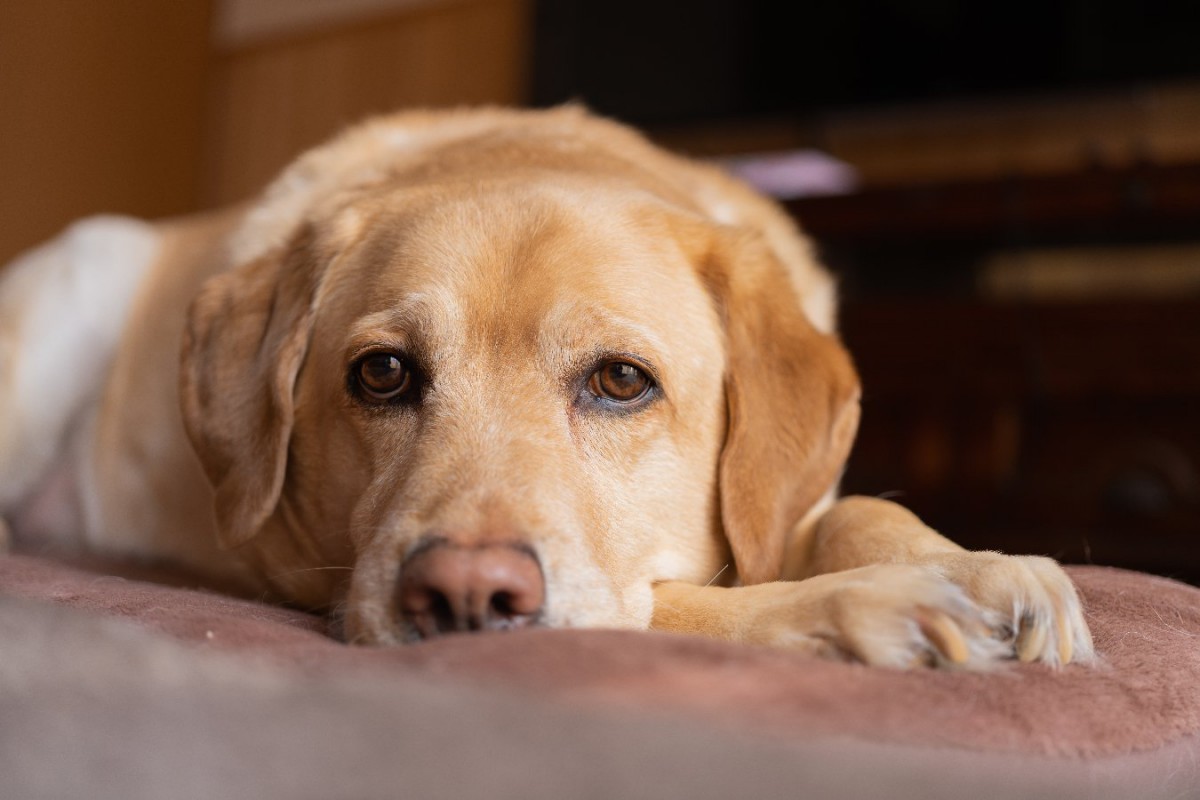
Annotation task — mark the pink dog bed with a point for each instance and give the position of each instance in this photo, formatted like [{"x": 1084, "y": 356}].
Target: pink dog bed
[{"x": 112, "y": 687}]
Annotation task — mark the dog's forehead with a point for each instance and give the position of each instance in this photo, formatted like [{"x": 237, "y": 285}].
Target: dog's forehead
[{"x": 534, "y": 264}]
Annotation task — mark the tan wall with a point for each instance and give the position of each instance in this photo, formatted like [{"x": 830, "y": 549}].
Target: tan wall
[
  {"x": 275, "y": 98},
  {"x": 103, "y": 110},
  {"x": 147, "y": 107}
]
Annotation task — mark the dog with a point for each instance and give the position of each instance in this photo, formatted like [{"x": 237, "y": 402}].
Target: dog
[{"x": 487, "y": 370}]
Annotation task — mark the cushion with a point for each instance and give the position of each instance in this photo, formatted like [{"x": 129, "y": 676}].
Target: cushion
[{"x": 129, "y": 687}]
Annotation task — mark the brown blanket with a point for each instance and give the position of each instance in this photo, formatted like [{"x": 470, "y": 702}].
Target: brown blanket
[{"x": 640, "y": 701}]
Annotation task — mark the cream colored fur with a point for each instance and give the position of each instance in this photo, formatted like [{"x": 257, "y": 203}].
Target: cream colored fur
[{"x": 504, "y": 252}]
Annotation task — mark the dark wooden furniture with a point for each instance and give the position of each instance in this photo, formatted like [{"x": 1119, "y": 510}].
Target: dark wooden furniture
[{"x": 1057, "y": 427}]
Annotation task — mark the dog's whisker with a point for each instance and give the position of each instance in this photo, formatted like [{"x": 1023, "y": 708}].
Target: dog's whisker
[{"x": 718, "y": 575}]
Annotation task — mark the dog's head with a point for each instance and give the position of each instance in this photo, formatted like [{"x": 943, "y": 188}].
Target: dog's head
[{"x": 508, "y": 382}]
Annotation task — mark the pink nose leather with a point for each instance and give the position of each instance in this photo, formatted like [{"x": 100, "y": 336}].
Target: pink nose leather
[{"x": 448, "y": 588}]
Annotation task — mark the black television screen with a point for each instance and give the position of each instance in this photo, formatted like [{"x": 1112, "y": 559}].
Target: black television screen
[{"x": 667, "y": 62}]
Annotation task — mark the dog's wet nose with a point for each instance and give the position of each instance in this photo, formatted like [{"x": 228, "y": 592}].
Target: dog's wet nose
[{"x": 448, "y": 588}]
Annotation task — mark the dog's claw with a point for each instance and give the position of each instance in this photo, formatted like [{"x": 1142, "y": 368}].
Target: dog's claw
[{"x": 1030, "y": 642}]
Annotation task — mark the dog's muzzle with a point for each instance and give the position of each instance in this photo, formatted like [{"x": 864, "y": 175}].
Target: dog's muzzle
[{"x": 448, "y": 588}]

□ □ □ □ □

» **What to produce**
Repeat the line that contains "Annotation task — mark the dog's wet", then every line after it until the records end, with nothing added.

» **Answer to this problem**
Annotation task — mark the dog's wet nose with a point for each instance and give the position of each instance in this photo, formatted like [{"x": 228, "y": 592}].
Target: dog's wet nose
[{"x": 448, "y": 588}]
Annotation task — mark the dog's claw with a point for each instance and give the position of each instance in this photo, formatted like [{"x": 1142, "y": 368}].
Target: dog's claw
[{"x": 1030, "y": 642}]
Annotation task — mark the dog's muzzle with a point for each instance and give the position of each instance in this photo, formatted like [{"x": 864, "y": 175}].
Target: dog's muzzle
[{"x": 448, "y": 588}]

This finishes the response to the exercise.